Enquanto vou falando, tende a bondade de examinar vosso próprio coração, vossa própria mente. Eu não sou mais do que um espelho no qual estais vendo a vós mesmo. Se não desejais olhar, está perfeitamente certo; mas, se desejardes olhar, então olhai-vos claramente, “impiedosamente”, com intensidade — sem nenhuma esperança de dissolverdes vossas angústias, vossas ansiedades, vosso sentimento de “culpa”, porém com o propósito de compreender essa extraordinária paixão que sempre leva ao sofrimento.

Quando a paixão tem causa, torna-se luxúria. Quando há paixão por alguma coisa — por uma pessoa, por uma ideia, por uma certa espécie de preenchimento — então, dessa paixão resulta contradição, conflito, esforço. Lutais para alcançar ou para conservar um certo estado, ou para recuperar outro estado que existiu e se foi. Mas a paixão a que me refiro não dá nascimento à contradição, ao conflito. Não está em relação com nenhuma causa e, por conseguinte, não é um efeito. Deixai-me sugerir-vos que escuteis, simplesmente; não tenteis alcançar esse estado de intensidade, essa paixão que não tem causa. Se pudermos escutar atentamente, com aquela naturalidade que se verifica quando a atenção não é forçada por meio de disciplina, porém nascida do simples impulso para compreender, penso que então descobriremos por nós mesmos o que é paixão.

----

O QUE SE PEDE
Responda com base no texto sobre a paixão:
(a) Com que objeto quem fala se compara no primeiro parágrafo?
(b) Em que se torna a paixão quando tem causa?
(c) O que resulta da paixão por alguma coisa?

----

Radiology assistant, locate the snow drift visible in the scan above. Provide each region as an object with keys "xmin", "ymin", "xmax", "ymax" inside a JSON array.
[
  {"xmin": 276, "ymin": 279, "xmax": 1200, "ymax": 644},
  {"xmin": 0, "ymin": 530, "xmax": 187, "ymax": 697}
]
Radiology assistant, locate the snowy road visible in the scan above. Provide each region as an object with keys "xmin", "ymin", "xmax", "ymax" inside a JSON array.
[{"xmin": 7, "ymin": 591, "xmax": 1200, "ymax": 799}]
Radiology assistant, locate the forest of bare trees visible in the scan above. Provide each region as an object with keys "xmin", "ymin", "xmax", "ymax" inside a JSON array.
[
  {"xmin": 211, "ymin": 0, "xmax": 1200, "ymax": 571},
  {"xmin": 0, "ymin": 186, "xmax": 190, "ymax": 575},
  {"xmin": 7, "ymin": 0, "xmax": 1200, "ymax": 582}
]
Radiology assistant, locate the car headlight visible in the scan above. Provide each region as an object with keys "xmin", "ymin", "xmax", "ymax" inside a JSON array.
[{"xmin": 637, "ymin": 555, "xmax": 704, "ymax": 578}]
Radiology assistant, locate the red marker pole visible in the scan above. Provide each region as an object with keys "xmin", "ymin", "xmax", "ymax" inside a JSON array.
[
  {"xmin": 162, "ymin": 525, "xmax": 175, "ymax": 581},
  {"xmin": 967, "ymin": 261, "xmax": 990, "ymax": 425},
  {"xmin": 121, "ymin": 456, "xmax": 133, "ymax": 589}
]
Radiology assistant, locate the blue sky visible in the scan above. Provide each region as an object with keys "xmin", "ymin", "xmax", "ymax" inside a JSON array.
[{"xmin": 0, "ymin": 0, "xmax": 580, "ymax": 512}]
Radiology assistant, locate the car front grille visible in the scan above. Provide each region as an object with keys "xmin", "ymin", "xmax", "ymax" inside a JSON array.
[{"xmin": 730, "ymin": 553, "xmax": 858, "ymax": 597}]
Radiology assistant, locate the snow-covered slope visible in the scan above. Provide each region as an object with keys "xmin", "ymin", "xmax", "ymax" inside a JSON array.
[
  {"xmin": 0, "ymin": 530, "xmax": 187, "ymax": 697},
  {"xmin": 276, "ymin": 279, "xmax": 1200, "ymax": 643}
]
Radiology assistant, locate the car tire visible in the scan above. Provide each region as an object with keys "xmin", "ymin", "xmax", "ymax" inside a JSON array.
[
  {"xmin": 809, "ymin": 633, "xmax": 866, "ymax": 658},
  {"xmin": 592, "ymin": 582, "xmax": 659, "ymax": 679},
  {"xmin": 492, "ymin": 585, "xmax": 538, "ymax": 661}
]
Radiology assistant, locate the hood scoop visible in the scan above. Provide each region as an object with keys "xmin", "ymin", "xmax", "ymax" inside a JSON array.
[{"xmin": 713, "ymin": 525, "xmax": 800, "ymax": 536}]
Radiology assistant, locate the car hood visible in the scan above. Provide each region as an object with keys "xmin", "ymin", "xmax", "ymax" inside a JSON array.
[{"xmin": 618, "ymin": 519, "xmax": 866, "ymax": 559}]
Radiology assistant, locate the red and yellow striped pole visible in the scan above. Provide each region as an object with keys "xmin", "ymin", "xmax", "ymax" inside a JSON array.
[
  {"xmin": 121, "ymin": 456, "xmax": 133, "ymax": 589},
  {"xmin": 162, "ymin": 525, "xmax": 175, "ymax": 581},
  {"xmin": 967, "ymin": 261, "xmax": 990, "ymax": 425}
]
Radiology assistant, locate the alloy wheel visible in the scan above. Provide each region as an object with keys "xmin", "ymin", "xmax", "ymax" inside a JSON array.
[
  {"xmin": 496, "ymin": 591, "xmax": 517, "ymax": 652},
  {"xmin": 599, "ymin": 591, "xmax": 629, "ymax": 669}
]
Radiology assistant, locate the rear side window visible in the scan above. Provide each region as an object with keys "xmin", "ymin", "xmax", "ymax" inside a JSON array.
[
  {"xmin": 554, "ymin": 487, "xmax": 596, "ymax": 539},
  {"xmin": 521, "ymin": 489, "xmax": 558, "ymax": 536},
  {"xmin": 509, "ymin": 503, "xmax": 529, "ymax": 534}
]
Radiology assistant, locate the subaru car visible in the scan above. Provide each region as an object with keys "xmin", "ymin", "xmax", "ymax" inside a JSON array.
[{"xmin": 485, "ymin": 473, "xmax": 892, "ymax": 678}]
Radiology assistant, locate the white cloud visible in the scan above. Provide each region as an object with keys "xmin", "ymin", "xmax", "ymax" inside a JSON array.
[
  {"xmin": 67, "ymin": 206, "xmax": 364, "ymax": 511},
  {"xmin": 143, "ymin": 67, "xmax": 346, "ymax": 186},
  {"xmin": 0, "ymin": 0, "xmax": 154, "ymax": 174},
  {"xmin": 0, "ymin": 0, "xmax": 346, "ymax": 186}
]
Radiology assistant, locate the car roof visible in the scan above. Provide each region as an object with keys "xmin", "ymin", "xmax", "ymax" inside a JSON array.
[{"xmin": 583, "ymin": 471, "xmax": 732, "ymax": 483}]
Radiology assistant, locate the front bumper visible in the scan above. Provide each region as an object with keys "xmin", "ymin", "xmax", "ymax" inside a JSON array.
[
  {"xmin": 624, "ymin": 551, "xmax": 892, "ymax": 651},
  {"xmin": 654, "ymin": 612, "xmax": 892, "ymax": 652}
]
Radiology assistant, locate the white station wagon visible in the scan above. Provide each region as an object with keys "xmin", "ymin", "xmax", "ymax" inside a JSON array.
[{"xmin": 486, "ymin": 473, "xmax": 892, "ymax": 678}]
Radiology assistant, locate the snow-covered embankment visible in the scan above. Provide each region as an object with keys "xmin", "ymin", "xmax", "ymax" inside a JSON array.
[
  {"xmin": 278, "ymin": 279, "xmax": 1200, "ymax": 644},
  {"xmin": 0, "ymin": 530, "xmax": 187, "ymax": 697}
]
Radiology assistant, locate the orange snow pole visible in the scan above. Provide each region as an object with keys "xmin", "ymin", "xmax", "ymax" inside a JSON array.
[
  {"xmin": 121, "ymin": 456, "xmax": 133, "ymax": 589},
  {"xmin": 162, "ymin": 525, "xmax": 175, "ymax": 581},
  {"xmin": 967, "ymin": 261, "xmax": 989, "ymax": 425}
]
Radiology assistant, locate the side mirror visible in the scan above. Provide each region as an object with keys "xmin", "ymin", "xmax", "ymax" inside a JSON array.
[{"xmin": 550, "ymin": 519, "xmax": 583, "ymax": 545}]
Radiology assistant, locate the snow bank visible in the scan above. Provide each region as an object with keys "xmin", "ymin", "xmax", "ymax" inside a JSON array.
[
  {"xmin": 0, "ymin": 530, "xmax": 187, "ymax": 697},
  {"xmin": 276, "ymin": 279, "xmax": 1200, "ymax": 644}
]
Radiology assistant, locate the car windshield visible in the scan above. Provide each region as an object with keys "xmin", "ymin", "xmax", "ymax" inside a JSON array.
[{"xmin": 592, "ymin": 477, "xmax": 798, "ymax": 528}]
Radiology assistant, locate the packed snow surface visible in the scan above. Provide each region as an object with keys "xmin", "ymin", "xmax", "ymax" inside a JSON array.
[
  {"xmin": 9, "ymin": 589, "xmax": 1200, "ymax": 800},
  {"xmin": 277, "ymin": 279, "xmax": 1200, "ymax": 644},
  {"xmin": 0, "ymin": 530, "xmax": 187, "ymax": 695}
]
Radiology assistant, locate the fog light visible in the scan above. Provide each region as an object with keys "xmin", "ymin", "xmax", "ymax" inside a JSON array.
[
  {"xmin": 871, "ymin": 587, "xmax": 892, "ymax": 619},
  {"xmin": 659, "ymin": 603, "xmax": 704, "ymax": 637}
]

----

RESULTADO FINAL
(a) Com um espelho, no qual o leitor está vendo a si mesmo.
(b) Em luxúria.
(c) Contradição, conflito e esforço.